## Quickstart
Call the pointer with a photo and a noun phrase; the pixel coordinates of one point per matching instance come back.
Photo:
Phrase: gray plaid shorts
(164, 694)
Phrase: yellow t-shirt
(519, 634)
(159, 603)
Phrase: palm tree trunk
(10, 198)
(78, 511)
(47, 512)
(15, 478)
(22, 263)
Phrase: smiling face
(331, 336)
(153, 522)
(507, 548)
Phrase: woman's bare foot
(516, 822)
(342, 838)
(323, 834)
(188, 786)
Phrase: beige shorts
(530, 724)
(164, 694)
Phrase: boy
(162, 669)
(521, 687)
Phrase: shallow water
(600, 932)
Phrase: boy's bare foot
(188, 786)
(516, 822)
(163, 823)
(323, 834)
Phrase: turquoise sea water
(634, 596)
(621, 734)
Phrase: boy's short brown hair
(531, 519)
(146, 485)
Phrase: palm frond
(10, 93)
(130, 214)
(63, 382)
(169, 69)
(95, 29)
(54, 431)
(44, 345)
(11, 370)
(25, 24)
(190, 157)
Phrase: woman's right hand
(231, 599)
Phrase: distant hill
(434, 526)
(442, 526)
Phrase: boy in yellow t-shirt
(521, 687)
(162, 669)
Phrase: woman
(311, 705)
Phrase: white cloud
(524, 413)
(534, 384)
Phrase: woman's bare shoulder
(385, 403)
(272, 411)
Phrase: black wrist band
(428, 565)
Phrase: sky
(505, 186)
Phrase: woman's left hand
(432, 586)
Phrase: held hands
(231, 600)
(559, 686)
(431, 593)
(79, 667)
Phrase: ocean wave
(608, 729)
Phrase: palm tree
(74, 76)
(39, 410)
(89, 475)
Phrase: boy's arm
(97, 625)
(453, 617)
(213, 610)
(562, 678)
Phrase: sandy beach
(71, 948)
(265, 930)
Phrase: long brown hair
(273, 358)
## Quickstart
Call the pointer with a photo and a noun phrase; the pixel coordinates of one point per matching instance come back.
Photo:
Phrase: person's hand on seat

* Exercise prompt *
Output every row above as a Markdown table with two columns, Line and Entry. Number each nonblank line in order and omit blank lines.

* Exercise result *
| Line | Entry |
|---|---|
| 1 | ## Quickstart |
| 2 | Call the pointer with a photo and a noun phrase; the pixel coordinates of one point per matching instance come back. |
| 3 | Photo: |
| 4 | Phrase: gray plaid shorts |
| 5 | (164, 694) |
| 6 | Phrase: yellow t-shirt |
| 7 | (519, 634) |
| 8 | (159, 603) |
| 9 | Phrase: palm tree trunk |
| 10 | (10, 198) |
| 11 | (78, 511) |
| 12 | (47, 512) |
| 13 | (15, 478) |
| 14 | (22, 263) |
| 15 | Phrase: smiling face |
| 16 | (331, 336) |
| 17 | (153, 522) |
| 18 | (507, 548) |
| 19 | Phrase: woman's bare foot |
| 20 | (516, 822) |
| 21 | (342, 838) |
| 22 | (323, 834) |
| 23 | (188, 786) |
| 24 | Phrase: beige shorts |
| 25 | (530, 724) |
| 26 | (164, 694) |
| 27 | Phrase: boy |
| 28 | (162, 669) |
| 29 | (521, 687) |
| 30 | Phrase: shallow water |
| 31 | (600, 932) |
| 32 | Phrase: boy's bare foot |
| 33 | (188, 786) |
| 34 | (516, 822) |
| 35 | (163, 823) |
| 36 | (323, 834) |
| 37 | Phrase: turquoise sea water |
| 38 | (634, 596) |
| 39 | (621, 734) |
| 40 | Phrase: boy's short brown hair |
| 41 | (531, 519) |
| 42 | (146, 485) |
| 43 | Phrase: palm frond |
| 44 | (10, 93) |
| 45 | (130, 214) |
| 46 | (63, 382) |
| 47 | (169, 69) |
| 48 | (95, 29) |
| 49 | (54, 431) |
| 50 | (44, 345) |
| 51 | (11, 370) |
| 52 | (25, 24) |
| 53 | (190, 157) |
| 54 | Phrase: woman's right hand |
| 55 | (231, 599) |
| 56 | Phrase: distant hill |
| 57 | (434, 526) |
| 58 | (442, 526) |
| 59 | Phrase: boy in yellow t-shirt |
| 60 | (521, 687) |
| 61 | (162, 669) |
| 62 | Phrase: woman |
| 63 | (311, 705) |
| 64 | Phrase: white cloud |
| 65 | (524, 413) |
| 66 | (534, 384) |
| 67 | Phrase: woman's bare shoulder |
| 68 | (385, 403) |
| 69 | (272, 411) |
| 70 | Phrase: black wrist band |
| 71 | (428, 565) |
| 72 | Phrase: sky |
| 73 | (505, 186) |
| 74 | Phrase: woman's left hand |
| 75 | (432, 586) |
| 76 | Phrase: held hands |
| 77 | (231, 600) |
| 78 | (559, 686) |
| 79 | (431, 593) |
| 80 | (79, 667) |
| 81 | Phrase: ocean wave |
| 82 | (608, 729) |
| 83 | Phrase: palm tree |
| 84 | (74, 76) |
| 85 | (39, 410) |
| 86 | (89, 475) |
| 87 | Phrase: boy's arm |
| 88 | (97, 625) |
| 89 | (453, 617) |
| 90 | (213, 610) |
| 91 | (562, 678) |
| 92 | Phrase: sandy beach |
| 93 | (71, 948) |
| 94 | (265, 930) |
| 95 | Phrase: long brown hair |
| 96 | (273, 358) |
| 97 | ## Quickstart |
| 98 | Call the pointer with a photo and a noun phrase; the pixel coordinates of one point per matching instance come back. |
| 99 | Photo: |
| 100 | Phrase: person's hand on seat |